Action item:
Faithfully repeat all of the records, as they are written below.

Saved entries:
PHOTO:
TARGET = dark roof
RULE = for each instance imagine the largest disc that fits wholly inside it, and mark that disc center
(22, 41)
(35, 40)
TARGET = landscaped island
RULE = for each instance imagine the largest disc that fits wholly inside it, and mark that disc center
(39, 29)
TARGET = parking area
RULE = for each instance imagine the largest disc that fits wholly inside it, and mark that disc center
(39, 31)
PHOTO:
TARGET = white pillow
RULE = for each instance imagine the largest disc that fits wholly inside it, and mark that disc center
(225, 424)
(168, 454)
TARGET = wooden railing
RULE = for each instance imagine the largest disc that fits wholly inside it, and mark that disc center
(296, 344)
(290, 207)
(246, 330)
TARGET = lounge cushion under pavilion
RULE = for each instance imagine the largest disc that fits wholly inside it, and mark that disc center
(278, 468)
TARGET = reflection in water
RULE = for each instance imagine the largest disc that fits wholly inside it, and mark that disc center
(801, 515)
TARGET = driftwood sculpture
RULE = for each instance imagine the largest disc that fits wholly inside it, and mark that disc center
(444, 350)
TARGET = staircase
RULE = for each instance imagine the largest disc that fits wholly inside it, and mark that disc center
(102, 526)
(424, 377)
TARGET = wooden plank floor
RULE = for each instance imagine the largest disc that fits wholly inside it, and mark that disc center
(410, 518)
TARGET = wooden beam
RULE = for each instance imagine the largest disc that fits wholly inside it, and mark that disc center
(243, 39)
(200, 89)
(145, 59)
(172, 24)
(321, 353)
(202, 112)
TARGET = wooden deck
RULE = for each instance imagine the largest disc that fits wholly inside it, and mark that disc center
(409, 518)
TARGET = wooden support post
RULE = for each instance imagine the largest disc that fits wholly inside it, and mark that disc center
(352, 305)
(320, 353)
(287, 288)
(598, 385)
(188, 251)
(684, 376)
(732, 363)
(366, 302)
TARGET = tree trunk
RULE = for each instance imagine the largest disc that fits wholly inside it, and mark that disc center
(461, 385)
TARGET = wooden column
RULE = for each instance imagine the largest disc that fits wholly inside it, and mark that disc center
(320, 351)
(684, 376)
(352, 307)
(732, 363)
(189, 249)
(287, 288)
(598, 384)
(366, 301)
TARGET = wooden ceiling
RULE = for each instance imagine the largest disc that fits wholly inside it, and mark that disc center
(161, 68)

Output of the exercise:
PHOTO:
TARGET = dark roof
RULE = for each instance imagine the largest disc that fits wholly inside it, and mark that disc center
(22, 41)
(35, 40)
TARGET = landscaped island
RULE = for each instance imagine the largest disc that fits wholly inside it, and mark that disc center
(39, 29)
TARGET = parking area
RULE = for each instance imagine the largest disc that fits wholly inside it, and mark that disc center
(39, 31)
PHOTO:
TARGET = white pillow
RULE = for each instance imagine the largest disc that fits wholly inside it, and mark that disc center
(225, 424)
(168, 454)
TARGET = wooden railing
RULE = for each instance imagine the largest disc that fits wholly inside it, and mark that disc center
(296, 344)
(290, 207)
(246, 330)
TARGET = lounge cushion under pavilion
RULE = for each instance imagine the largest disc that fits wholly inside it, and mark that disc center
(278, 468)
TARGET = reflection in water
RULE = for each instance imagine the largest disc that fits wholly inside it, and mark that disc center
(801, 515)
TARGET = driftwood sculpture
RULE = for each instance imagine the largest disc that fits wholly inside it, and mark that disc center
(444, 350)
TARGET = staircase
RULE = for each instance imagine the largest disc that fits wholly inside it, and mark that disc center
(102, 526)
(424, 377)
TARGET = wooden plank floor
RULE = for each instance imagine the largest disc that fits wholly inside it, and mark that disc center
(410, 518)
TARGET = wooden beam
RULE = for each instance imagine the largest disc that fits wholly inside it, and mark that disc center
(243, 39)
(200, 89)
(145, 59)
(172, 24)
(321, 353)
(202, 112)
TARGET = wooden deck
RULE = for each instance imagine the largest disc that fits wholly inside it, and mark that disc center
(409, 518)
TARGET = wooden support post
RULE = for each instance imagine the largest disc that fits wholly inside it, and mark that disc center
(352, 305)
(320, 353)
(287, 288)
(598, 385)
(188, 251)
(684, 376)
(732, 363)
(366, 302)
TARGET = tree trunk
RULE = for each instance imagine the largest disc that fits wholly inside it, and mark that disc center
(461, 385)
TARGET = wooden column
RULE = for each instance imagine the largest disc that fits wholly inside it, and mark that disc center
(320, 351)
(684, 376)
(352, 307)
(732, 363)
(189, 249)
(287, 288)
(598, 384)
(366, 301)
TARGET = wooden ceiling
RULE = for each instance imagine the largest disc that fits wholly inside it, and mark that disc center
(161, 68)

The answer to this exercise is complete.